[INSTRUCTIONS TO FOLLOW]:
Only lines holding "head" are needed; copy each of them from the data below.

Collected data entries
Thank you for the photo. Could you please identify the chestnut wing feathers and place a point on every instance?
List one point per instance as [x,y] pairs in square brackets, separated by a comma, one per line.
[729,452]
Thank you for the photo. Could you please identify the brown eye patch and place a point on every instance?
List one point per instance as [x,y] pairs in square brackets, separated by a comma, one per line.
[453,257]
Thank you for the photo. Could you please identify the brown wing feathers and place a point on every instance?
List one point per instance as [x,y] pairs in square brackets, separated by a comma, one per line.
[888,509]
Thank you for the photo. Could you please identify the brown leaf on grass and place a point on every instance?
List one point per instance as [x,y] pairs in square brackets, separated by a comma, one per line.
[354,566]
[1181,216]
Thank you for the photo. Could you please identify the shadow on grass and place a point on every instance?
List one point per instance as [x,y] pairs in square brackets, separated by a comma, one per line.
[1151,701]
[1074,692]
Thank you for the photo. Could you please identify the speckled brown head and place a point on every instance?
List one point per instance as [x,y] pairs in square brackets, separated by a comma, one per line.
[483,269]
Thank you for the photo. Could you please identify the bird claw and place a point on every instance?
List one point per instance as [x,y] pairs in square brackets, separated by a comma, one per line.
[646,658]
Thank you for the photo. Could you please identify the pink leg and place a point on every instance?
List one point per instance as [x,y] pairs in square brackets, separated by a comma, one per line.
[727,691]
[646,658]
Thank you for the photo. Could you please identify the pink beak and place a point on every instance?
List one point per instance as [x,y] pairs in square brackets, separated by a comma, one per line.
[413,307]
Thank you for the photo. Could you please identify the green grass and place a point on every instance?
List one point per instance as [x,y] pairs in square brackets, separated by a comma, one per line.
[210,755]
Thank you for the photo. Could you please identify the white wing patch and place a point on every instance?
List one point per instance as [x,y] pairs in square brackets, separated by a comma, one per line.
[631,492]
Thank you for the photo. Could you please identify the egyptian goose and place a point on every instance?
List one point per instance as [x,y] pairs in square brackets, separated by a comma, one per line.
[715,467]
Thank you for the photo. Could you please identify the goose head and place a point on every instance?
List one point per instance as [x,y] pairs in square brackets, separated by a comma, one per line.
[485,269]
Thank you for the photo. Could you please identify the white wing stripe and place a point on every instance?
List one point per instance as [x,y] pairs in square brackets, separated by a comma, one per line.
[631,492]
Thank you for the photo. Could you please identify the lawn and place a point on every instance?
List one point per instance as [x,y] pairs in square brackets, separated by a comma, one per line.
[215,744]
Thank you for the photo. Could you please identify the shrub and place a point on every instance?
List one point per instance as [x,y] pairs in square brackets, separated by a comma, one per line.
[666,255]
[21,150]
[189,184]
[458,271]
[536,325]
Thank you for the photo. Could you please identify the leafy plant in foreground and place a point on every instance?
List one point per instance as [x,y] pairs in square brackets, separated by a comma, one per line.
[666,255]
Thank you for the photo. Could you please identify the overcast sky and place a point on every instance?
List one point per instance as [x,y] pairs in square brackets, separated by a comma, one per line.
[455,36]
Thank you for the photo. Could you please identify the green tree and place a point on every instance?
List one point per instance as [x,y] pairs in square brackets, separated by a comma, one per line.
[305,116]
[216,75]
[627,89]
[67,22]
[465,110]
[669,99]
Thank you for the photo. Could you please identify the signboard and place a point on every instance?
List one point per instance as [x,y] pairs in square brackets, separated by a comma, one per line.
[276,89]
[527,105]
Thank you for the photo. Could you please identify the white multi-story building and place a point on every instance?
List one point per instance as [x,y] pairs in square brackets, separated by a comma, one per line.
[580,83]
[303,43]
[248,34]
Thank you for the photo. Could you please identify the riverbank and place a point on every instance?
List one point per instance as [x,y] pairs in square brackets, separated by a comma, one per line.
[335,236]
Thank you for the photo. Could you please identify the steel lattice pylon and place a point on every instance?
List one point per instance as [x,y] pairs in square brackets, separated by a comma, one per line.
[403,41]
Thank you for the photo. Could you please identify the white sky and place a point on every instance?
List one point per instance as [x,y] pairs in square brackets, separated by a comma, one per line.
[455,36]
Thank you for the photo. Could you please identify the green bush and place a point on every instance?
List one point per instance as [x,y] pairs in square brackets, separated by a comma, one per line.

[REPLY TO THE TASK]:
Thank you for the photo. Could you please identify the speckled brown head and place a point on every instance?
Thank you for the photo. Could you please identify the goose head and place a point on every instance?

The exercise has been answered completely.